BRIEF:
Print exactly the lines below between the line containing "Phrase: yellow-green cloth" and the line containing "of the team", counting both of those lines. Leave pictures out.

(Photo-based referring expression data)
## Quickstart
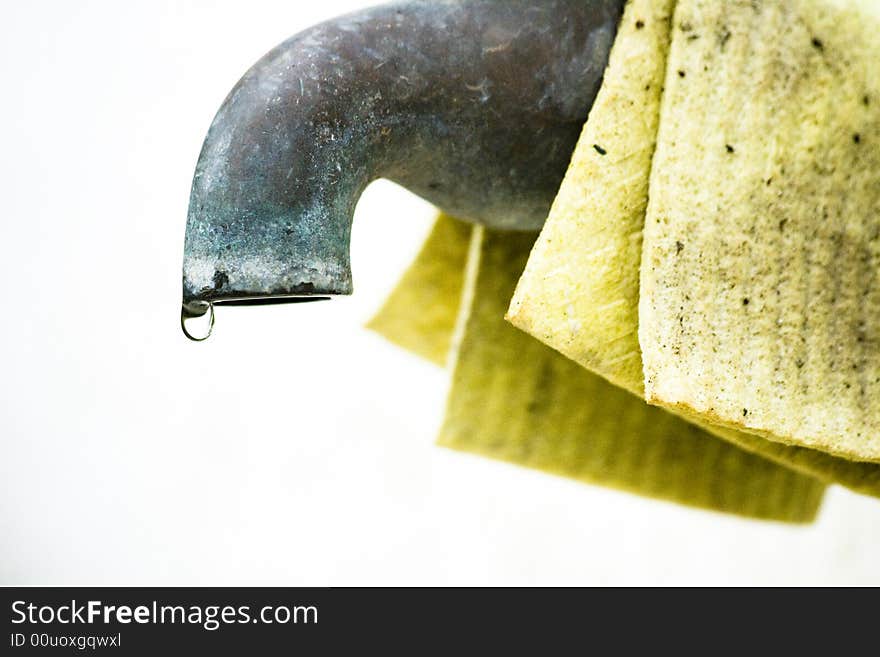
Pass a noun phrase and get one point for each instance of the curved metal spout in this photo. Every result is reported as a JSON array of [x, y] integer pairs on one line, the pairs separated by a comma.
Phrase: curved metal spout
[[474, 105]]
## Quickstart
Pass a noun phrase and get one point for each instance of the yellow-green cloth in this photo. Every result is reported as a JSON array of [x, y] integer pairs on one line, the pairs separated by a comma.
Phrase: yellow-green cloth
[[760, 294], [514, 399], [580, 291], [419, 314]]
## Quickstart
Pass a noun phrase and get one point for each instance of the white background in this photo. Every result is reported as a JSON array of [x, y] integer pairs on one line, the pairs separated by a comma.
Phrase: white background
[[294, 447]]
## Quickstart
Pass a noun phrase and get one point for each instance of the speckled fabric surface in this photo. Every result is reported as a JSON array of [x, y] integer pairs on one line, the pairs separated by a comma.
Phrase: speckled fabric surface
[[580, 290], [760, 298], [515, 399]]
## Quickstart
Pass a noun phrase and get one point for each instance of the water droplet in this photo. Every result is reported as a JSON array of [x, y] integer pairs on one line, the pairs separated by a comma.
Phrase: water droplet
[[197, 320]]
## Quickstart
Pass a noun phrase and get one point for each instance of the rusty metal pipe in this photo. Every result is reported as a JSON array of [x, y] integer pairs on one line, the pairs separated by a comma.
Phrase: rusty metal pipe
[[474, 105]]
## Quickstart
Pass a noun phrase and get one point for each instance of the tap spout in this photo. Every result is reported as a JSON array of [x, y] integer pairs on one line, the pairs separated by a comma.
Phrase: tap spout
[[475, 105]]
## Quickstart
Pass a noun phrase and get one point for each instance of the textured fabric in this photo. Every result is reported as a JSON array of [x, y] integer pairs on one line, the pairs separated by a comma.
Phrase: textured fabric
[[580, 291], [515, 399], [760, 280], [420, 312]]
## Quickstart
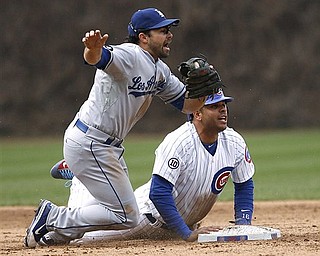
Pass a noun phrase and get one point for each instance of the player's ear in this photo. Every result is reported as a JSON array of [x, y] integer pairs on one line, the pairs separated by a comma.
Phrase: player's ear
[[197, 115], [143, 37]]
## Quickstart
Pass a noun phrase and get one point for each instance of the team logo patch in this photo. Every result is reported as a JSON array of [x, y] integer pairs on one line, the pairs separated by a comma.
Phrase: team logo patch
[[173, 163], [220, 179], [247, 155]]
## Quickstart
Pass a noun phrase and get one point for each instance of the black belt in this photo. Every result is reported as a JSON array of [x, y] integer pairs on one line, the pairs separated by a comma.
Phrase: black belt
[[110, 141]]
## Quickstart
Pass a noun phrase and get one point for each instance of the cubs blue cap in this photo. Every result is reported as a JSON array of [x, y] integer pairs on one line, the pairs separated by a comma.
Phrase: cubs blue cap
[[217, 97], [147, 19], [212, 99]]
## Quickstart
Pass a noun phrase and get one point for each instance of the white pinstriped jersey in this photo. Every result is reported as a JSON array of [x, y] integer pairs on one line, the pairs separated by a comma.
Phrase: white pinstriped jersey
[[122, 93], [197, 176]]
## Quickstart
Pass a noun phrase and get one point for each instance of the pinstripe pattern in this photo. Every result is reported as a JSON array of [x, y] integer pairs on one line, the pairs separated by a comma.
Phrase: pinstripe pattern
[[192, 176]]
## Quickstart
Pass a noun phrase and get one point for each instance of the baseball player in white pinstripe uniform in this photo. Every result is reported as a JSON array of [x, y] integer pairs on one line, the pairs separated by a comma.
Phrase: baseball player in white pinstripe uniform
[[192, 166], [128, 76]]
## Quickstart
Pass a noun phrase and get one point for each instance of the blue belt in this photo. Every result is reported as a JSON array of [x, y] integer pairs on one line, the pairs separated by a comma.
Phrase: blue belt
[[82, 126], [110, 141]]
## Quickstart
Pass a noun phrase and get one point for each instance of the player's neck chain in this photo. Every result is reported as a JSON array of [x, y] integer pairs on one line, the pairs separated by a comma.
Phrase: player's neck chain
[[211, 147]]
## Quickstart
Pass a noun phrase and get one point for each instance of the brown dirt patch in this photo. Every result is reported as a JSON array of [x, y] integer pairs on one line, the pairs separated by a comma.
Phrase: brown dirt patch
[[298, 221]]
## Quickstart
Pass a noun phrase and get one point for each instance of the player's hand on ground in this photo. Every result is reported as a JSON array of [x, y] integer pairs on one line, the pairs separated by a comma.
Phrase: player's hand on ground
[[203, 230], [94, 40]]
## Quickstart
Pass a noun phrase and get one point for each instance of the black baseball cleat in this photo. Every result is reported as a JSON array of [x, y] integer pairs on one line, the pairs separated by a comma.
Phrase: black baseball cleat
[[38, 228], [61, 171]]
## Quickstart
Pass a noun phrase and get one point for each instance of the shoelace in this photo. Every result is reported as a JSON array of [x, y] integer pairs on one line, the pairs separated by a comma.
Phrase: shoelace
[[66, 174]]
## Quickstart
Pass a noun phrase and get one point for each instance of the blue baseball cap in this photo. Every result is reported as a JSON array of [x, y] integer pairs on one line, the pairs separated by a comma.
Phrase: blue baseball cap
[[217, 97], [147, 19], [212, 99]]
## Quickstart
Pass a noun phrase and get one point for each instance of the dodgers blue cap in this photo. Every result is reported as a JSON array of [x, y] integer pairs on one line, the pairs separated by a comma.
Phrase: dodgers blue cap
[[147, 19], [217, 97]]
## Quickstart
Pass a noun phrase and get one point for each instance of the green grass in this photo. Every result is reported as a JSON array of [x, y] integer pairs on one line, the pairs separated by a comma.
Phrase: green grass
[[287, 166]]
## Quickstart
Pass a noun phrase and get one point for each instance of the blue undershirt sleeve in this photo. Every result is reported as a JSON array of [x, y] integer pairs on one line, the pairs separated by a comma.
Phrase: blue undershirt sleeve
[[105, 58], [161, 196], [178, 103], [243, 202]]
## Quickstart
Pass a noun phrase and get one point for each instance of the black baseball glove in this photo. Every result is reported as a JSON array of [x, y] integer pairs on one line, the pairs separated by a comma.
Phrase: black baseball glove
[[200, 77]]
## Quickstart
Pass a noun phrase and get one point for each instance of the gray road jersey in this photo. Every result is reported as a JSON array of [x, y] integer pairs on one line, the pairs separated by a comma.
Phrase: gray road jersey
[[122, 93]]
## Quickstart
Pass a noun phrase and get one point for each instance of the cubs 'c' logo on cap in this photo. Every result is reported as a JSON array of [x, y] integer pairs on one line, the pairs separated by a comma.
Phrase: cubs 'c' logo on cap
[[220, 179], [173, 163], [247, 156]]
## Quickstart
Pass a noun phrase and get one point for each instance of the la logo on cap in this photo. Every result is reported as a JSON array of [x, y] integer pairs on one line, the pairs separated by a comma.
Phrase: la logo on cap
[[159, 12]]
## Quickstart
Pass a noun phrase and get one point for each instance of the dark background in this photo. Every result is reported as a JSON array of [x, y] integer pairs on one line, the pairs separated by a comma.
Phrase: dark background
[[267, 53]]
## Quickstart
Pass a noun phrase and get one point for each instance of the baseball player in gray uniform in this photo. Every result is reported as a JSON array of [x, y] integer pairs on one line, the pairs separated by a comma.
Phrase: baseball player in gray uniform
[[192, 166], [128, 76]]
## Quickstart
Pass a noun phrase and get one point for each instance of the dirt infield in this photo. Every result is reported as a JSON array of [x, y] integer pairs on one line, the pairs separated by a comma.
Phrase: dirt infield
[[299, 222]]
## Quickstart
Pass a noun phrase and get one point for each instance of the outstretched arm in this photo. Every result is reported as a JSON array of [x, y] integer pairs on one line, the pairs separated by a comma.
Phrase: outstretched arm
[[93, 42]]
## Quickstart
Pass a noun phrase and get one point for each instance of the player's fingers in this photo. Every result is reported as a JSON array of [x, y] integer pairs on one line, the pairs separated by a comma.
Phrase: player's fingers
[[104, 38]]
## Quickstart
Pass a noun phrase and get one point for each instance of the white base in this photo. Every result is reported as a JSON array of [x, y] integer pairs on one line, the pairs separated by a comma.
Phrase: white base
[[240, 233]]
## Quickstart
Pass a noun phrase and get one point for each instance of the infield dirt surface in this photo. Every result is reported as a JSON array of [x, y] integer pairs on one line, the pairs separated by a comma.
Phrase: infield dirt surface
[[298, 221]]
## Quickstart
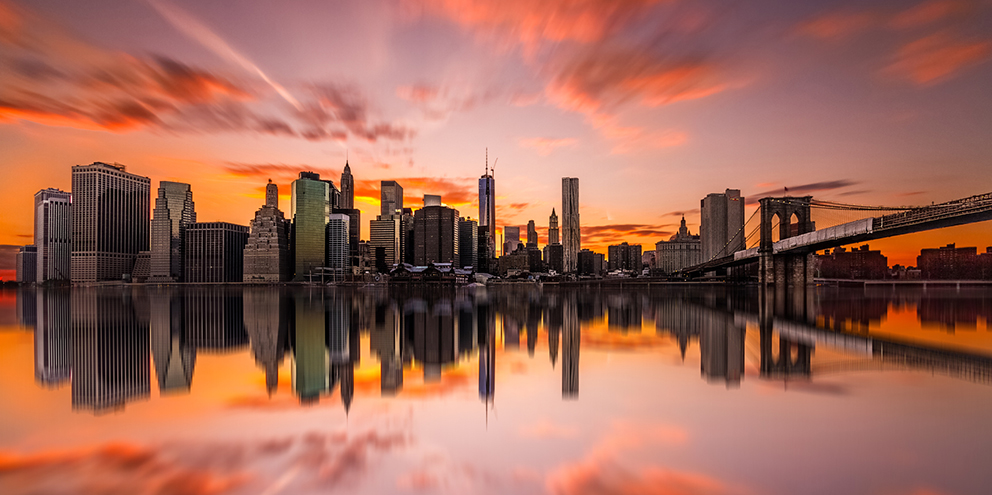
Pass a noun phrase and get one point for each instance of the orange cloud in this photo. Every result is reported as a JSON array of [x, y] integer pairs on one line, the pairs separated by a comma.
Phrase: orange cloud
[[545, 146], [937, 57]]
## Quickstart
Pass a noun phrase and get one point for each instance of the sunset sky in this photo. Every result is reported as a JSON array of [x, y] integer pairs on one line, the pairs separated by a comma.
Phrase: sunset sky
[[651, 104]]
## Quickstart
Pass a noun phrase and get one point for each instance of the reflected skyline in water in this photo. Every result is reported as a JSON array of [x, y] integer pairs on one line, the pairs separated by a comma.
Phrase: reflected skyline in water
[[107, 344]]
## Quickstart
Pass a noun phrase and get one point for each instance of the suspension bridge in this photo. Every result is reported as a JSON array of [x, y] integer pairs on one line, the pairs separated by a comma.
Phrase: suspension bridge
[[781, 234]]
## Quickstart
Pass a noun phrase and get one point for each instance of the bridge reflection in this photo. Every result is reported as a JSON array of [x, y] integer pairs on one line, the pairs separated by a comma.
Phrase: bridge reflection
[[108, 344]]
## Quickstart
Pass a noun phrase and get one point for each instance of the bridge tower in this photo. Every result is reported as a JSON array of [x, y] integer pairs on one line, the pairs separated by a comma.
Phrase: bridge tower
[[782, 269]]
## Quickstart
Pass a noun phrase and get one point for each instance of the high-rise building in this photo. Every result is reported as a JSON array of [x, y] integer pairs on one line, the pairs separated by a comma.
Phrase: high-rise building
[[487, 215], [26, 264], [384, 235], [267, 256], [680, 251], [347, 188], [468, 243], [53, 234], [354, 232], [435, 232], [553, 228], [572, 235], [624, 257], [214, 252], [173, 212], [531, 234], [391, 198], [110, 221], [310, 208], [338, 259], [721, 228]]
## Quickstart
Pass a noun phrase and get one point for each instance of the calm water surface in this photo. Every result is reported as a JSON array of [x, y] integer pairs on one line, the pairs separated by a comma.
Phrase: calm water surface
[[681, 391]]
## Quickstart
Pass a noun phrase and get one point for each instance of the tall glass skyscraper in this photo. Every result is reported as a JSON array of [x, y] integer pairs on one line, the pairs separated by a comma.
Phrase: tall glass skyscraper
[[53, 234], [173, 213], [571, 234], [311, 205], [110, 221]]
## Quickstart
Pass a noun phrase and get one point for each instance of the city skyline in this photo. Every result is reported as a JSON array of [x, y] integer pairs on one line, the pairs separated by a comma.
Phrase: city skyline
[[740, 116]]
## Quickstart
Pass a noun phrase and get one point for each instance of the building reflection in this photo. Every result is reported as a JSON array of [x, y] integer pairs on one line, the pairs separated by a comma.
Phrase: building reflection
[[106, 342], [110, 344]]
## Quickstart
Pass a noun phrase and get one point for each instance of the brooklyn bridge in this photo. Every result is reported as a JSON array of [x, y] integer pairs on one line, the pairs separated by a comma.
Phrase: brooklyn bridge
[[781, 235]]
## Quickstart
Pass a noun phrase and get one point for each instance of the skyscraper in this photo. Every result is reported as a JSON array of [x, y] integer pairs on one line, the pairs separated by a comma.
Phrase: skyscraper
[[110, 221], [267, 253], [173, 212], [338, 259], [572, 236], [435, 232], [553, 228], [310, 208], [391, 197], [53, 234], [721, 224], [468, 243], [487, 215], [347, 188], [214, 252]]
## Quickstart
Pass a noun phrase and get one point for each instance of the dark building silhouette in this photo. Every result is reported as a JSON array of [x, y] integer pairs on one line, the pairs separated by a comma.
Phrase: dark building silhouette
[[436, 235], [860, 263], [214, 252]]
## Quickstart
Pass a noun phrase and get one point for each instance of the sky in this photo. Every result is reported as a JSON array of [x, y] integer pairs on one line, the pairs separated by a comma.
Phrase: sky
[[652, 104]]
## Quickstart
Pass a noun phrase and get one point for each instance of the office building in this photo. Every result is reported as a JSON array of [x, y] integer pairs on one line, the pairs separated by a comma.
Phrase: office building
[[721, 229], [531, 234], [173, 212], [347, 188], [267, 256], [338, 244], [682, 250], [53, 234], [554, 257], [511, 239], [110, 221], [435, 232], [572, 234], [310, 207], [354, 233], [214, 252], [553, 232], [26, 265], [624, 257], [391, 198], [468, 243], [384, 238]]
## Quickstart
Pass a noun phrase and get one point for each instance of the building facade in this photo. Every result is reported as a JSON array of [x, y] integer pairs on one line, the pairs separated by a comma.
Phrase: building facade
[[347, 188], [435, 232], [174, 210], [721, 229], [26, 265], [682, 250], [468, 243], [214, 252], [310, 209], [338, 244], [391, 198], [110, 221], [572, 234], [53, 234], [267, 256]]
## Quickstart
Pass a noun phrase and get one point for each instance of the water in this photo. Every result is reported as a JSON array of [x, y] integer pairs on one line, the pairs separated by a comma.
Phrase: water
[[211, 390]]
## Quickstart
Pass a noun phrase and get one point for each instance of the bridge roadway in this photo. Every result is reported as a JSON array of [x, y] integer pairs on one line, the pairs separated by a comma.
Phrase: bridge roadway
[[958, 212]]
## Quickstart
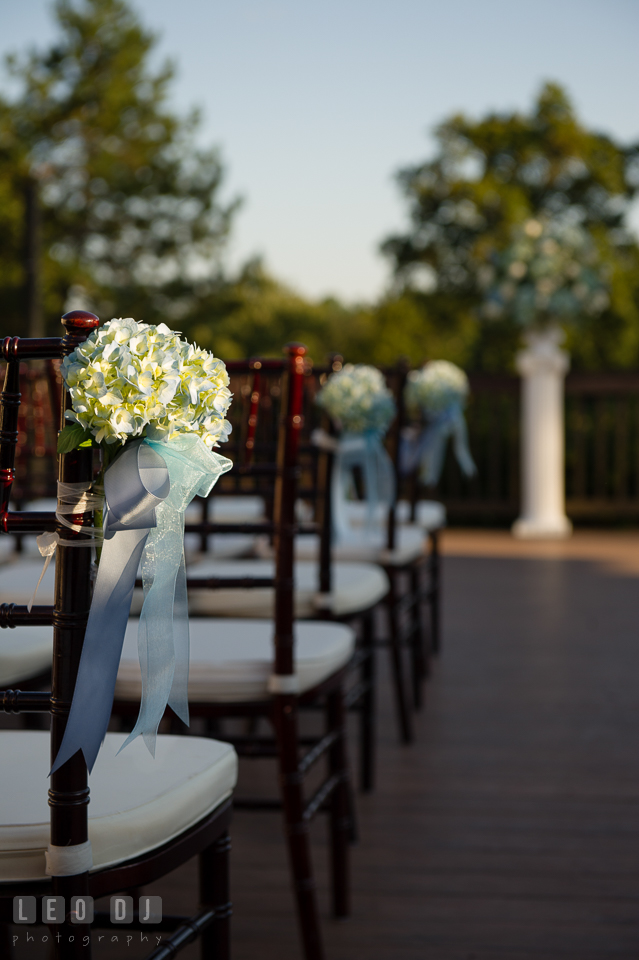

YOUR RESPONSE:
Phrase: yellow-green cloth
[[760, 294], [514, 399], [580, 291], [419, 314]]
## Quickstart
Pass a noun phrase and get one point for each instance of the white background in this photo. Every result is reported as a JSON array of [x, y] integer pairs on one line, the pairs separated by a comma.
Phrase: white background
[[294, 447]]
## Quickstart
Pass a noun phrase and get one point for each instance of the speckled fabric surface in this photo. Every result is reported as a JSON array of [x, y] integer pairs on one line, the pairs separated by a comma.
Phrase: speckled fabric surface
[[580, 290], [760, 298], [515, 399]]
## Quickstart
Pass a noun phrase and get one point for each instance of the water droplet in this photo. Every result is reported as a JSON array of [x, y] integer pairs on one line, the pairs separated by a comma.
Phrase: water droplet
[[197, 320]]
## Quickstart
Pass a noun phrase and get one point for each instance of the rusty metal pipe in this photo. Every result is reported as a JSON array of [x, y] integer pairs on one line, the pairs separated by a comma.
Phrase: rusty metal pipe
[[474, 105]]
## Quickstart
Pass a noun phrase and get one point for each instance of the tap spout in this photo. Every result is reported as a JSON array of [x, y] integer pairs on one line, the pairs separated by a comma.
Phrase: tap spout
[[475, 105]]
## Quickstart
Pass a noun phrase and get one point for each instance of the textured fabric in this photo. Every result is reported as a JSON array of [x, y] integer pairs on one line, the pairs separated by a comma.
Phrase: textured fabric
[[580, 291], [515, 399], [760, 280], [420, 312]]
## Quickstart
Pass a noun phrase and get one point for each instance of the player's ear in this photo. Every result is reported as a JSON array of [x, y] integer pairs on one line, the pairs separated by a comma.
Phrase: player's ear
[[197, 115], [143, 37]]
## Quickstart
Pass a noun phrase and get one point for each instance of the team logo patch in this photo. Every result is reported as a JSON array of [x, y] integer pairs on one line, the pairs separated by a comma.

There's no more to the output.